Stored records

☆ ☆ ☆ ☆ ☆ ☆ ☆

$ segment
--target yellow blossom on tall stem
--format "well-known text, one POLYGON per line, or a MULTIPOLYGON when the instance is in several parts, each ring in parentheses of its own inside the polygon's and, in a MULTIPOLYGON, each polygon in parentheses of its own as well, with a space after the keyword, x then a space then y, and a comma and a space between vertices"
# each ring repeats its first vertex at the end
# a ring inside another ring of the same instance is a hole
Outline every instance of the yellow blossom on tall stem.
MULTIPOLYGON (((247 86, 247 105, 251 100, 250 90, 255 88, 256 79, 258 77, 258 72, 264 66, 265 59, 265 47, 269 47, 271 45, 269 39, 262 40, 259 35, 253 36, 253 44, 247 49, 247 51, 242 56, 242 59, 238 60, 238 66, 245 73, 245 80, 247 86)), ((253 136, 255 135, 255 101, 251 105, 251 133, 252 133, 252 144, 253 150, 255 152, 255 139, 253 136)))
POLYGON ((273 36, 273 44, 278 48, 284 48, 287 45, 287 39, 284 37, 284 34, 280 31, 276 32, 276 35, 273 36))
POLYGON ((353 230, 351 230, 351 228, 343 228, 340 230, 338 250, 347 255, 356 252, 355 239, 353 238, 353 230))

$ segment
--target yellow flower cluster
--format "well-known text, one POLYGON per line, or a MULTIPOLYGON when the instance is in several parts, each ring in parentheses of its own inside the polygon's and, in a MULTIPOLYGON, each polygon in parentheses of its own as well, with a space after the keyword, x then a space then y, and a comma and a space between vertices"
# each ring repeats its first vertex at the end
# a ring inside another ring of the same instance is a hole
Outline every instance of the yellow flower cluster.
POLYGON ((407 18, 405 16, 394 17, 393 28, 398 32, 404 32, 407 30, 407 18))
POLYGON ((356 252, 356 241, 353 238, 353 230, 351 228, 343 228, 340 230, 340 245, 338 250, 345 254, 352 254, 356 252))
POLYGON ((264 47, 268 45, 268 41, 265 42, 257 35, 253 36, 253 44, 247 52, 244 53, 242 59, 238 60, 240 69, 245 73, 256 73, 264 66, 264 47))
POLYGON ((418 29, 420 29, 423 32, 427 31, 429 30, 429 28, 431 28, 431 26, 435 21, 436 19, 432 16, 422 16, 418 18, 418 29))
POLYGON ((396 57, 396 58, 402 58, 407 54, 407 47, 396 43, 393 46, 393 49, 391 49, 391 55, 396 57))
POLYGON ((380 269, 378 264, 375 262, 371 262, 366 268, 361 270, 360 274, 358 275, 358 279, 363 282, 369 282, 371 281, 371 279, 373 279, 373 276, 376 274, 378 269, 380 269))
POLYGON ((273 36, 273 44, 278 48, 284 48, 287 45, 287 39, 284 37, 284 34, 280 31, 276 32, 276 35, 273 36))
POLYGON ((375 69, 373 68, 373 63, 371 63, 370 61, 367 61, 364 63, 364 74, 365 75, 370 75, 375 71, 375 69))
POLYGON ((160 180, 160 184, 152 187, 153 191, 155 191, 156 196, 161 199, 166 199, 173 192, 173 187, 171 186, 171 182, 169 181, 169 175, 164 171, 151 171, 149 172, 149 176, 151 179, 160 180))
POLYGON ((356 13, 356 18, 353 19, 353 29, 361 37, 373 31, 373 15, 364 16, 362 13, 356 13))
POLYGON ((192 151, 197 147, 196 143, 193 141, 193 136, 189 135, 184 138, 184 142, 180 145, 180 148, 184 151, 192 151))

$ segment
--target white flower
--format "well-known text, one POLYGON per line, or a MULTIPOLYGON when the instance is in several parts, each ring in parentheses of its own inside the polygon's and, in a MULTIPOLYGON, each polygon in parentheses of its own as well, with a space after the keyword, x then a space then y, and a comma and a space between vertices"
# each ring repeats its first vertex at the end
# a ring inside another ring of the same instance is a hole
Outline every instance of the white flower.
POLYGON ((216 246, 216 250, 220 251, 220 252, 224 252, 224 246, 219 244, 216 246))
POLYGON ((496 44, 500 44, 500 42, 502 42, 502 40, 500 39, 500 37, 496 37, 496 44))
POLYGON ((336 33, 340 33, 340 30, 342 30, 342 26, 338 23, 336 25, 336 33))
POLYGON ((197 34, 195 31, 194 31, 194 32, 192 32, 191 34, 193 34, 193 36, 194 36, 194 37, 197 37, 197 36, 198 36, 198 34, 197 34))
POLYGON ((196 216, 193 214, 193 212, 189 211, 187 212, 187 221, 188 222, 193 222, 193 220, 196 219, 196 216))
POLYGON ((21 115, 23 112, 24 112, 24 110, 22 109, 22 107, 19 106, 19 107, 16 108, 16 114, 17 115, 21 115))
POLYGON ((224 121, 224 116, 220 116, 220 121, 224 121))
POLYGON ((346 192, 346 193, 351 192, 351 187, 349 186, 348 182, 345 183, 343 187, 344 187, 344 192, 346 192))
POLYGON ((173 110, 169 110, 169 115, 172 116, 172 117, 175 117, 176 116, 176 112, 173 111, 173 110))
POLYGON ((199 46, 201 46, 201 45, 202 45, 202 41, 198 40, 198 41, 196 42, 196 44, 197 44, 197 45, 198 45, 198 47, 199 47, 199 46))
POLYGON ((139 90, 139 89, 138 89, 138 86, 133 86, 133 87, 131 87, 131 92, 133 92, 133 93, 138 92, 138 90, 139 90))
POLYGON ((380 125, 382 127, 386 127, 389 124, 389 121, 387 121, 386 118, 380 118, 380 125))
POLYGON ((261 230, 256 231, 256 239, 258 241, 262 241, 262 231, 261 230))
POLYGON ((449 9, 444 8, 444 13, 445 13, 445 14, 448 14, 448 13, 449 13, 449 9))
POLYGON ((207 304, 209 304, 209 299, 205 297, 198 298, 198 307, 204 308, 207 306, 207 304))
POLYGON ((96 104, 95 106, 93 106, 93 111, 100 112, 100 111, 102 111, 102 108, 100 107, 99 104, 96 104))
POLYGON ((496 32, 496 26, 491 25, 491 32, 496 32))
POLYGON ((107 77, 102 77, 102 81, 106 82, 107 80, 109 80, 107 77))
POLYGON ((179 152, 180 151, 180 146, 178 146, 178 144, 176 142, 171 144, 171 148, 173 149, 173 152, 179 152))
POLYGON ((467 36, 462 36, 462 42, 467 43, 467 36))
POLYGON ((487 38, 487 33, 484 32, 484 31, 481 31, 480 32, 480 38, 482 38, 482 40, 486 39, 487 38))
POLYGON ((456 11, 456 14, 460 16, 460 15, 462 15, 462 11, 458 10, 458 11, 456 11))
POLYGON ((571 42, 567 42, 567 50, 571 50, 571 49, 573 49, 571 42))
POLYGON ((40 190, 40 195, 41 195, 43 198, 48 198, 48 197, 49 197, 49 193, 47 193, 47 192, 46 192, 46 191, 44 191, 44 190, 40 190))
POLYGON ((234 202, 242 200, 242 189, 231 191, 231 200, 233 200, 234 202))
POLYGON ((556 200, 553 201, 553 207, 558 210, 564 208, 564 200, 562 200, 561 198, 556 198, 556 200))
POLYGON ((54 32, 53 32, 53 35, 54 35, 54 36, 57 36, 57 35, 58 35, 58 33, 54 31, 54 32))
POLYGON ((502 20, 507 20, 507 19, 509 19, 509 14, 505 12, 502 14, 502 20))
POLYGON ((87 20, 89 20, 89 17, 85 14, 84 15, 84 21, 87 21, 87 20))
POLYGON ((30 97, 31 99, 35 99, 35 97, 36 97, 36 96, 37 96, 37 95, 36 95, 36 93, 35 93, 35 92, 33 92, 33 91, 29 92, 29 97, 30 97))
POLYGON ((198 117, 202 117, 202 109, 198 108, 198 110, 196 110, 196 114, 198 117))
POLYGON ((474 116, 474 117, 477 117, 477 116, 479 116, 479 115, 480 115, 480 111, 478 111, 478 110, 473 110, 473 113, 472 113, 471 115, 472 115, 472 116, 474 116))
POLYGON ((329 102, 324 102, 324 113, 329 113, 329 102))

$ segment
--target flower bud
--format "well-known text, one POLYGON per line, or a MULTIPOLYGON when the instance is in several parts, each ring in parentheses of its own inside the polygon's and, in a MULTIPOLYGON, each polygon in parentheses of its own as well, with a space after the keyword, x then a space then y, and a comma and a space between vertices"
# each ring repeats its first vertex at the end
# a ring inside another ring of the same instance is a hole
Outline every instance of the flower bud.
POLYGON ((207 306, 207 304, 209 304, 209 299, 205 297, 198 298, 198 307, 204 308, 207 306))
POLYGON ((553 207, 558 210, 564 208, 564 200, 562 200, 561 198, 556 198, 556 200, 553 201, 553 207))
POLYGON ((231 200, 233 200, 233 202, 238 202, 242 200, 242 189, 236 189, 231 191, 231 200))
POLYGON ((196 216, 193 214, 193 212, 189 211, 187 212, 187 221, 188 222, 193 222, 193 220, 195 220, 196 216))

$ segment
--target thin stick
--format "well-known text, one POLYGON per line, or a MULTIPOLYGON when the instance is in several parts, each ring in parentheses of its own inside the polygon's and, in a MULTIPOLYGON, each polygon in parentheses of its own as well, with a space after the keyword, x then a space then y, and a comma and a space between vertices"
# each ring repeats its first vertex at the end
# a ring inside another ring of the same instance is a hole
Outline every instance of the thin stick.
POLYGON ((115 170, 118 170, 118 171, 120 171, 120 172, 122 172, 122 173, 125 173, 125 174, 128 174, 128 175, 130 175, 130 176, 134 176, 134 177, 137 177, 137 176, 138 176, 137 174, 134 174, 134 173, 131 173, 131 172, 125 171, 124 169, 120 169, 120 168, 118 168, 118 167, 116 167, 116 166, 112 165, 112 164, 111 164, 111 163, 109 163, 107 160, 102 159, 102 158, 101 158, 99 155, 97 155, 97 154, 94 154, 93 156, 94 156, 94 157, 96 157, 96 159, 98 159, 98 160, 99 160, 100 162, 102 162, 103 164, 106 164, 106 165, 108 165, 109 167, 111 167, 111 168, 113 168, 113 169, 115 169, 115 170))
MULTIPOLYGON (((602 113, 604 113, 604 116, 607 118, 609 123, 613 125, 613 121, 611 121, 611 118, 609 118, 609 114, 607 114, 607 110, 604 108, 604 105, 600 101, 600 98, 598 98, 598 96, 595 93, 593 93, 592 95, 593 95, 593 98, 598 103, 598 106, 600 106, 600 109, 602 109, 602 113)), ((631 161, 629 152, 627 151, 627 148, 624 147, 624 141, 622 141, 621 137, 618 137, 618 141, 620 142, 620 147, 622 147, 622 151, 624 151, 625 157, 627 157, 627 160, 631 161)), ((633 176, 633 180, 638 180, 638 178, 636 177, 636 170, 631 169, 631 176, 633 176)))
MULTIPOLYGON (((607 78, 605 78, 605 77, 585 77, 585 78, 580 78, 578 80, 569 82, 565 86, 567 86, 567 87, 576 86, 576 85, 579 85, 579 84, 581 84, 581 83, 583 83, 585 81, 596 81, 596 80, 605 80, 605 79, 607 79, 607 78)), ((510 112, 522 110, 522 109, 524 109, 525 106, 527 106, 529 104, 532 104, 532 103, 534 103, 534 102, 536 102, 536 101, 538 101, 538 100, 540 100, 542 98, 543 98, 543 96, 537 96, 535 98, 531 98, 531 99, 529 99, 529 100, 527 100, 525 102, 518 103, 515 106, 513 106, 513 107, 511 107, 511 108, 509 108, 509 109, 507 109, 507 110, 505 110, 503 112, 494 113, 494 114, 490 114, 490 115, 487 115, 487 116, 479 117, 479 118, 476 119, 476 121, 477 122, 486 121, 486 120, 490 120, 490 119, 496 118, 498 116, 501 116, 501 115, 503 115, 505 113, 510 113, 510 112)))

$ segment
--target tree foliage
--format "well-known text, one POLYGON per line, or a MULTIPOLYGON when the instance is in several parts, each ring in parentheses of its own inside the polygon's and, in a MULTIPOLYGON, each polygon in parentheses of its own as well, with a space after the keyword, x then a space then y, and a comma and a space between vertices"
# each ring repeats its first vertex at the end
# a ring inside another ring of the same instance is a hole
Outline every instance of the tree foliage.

☆ ☆ ☆ ☆ ☆ ☆ ☆

Work item | All lines with the string "target" must be copied from the data.

Answer to this problem |
--target yellow blossom on tall stem
--target yellow flower cluster
--target white flower
--target flower bud
--target thin stick
--target tree foliage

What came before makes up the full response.